PELANGGARAN KODE ETIK AKUNTAN PUBLIK (Part 3)

KASUS PELANGGARAN ETIKA PROFESI (Lanjutan)
Beriku adalah lanjutan pembahasan kasus pelanggaran etika profesi pada artikel PELANGGARAN KODE ETIK AKUNTAN PUBLIK (Part 2), mengacu pada kasus audit pelanggaran prinsip etika yang dilakukan oleh KPMG-Siddharta Siddharta & Harsono.
Pada kasus KPMG-Siddharta Siddharta & Harsono yang telah dijelaskan sebelumnya, dapat disimpulkan bahwa, mereka telah melakukan empat pelanggaran etika profesi. Dari delapan prinsip akuntan yaitu tanggung jawab profesi, kepentingan publik, integritas, objektifitas, kompetensi dan kehati-hatian profesional, kerahasiaan, perilaku profesional, dan standar teknis, penjelasannya adalah sebagai berikut :
- Tanggung jawab profesi
Seorang akuntan publik harus bertanggung jawab secara professional terhadap semua kegiatan yang dilakukannya. Akuntan Internal KPMG-Siddharta Siddharta & Harsono kurang bertanggung jawab karena dia terbukti menyogok aparat pajak di Indonesia sebesar US$ 75 ribu. Akibat dari perbuatannya ini, tidak hanya reputasinya dan PT Easman Christensen yang rusak, namun juga reputasi rekan seprofesi. Dengan ini, maka KPMG-Siddharta Siddharta & Harsono telah melanggar etika tanggung jawab profesi.

Baris Data:
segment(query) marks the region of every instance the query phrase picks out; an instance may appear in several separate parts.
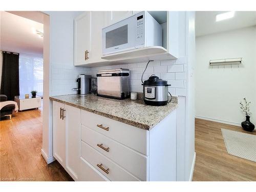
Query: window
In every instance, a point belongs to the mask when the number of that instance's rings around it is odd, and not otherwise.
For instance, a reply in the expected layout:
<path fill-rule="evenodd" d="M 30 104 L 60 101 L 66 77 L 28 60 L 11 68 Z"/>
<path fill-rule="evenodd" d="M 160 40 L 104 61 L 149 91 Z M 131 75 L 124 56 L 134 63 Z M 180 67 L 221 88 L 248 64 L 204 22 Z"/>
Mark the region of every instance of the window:
<path fill-rule="evenodd" d="M 37 91 L 37 95 L 42 97 L 42 57 L 19 55 L 19 94 L 31 94 Z"/>

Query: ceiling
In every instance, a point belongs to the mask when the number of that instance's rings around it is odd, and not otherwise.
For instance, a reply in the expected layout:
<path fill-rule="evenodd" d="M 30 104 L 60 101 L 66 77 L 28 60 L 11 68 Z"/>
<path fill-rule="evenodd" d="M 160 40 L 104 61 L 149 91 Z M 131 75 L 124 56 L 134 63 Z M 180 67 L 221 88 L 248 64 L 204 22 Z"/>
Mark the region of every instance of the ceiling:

Latihan Singkat 1:
Jawablah pertanyaan berikut berdasarkan kutipan dokumen.
(a) Berapa banyak pelanggaran etika profesi yang disimpulkan telah dilakukan oleh KPMG-Siddharta Siddharta & Harsono?
(b) Berapa jumlah prinsip akuntan yang disebutkan dalam kutipan dokumen?
(c) Berapa besar uang yang digunakan untuk menyogok aparat pajak di Indonesia?
Latihan Singkat 2:
Ubahlah paragraf dalam kutipan dokumen yang diawali "Seorang akuntan publik harus bertanggung jawab" menjadi daftar poin yang memuat fakta utamanya.
Latihan Singkat 3:
Menurut kutipan dokumen, mengapa Akuntan Internal KPMG-Siddharta Siddharta & Harsono dinilai kurang bertanggung jawab? Jelaskan dalam satu sampai tiga kalimat.

Hasil Tugas 1:
(a) Empat pelanggaran etika profesi.
(b) Delapan prinsip.
(c) US$ 75 ribu.

Hasil Tugas 2:
- Akuntan publik harus bertanggung jawab secara profesional atas semua kegiatannya.
- Akuntan Internal KPMG-Siddharta Siddharta & Harsono terbukti menyogok aparat pajak di Indonesia sebesar US$ 75 ribu.
- Perbuatan itu merusak reputasinya sendiri, reputasi PT Easman Christensen, dan reputasi rekan seprofesi.
- Karena itu, KPMG-Siddharta Siddharta & Harsono telah melanggar etika tanggung jawab profesi.

Hasil Tugas 3:
Akuntan Internal KPMG-Siddharta Siddharta & Harsono dinilai kurang bertanggung jawab karena terbukti menyogok aparat pajak di Indonesia sebesar US$ 75 ribu. Perbuatan itu merusak reputasinya sendiri, reputasi PT Easman Christensen, dan reputasi rekan seprofesi.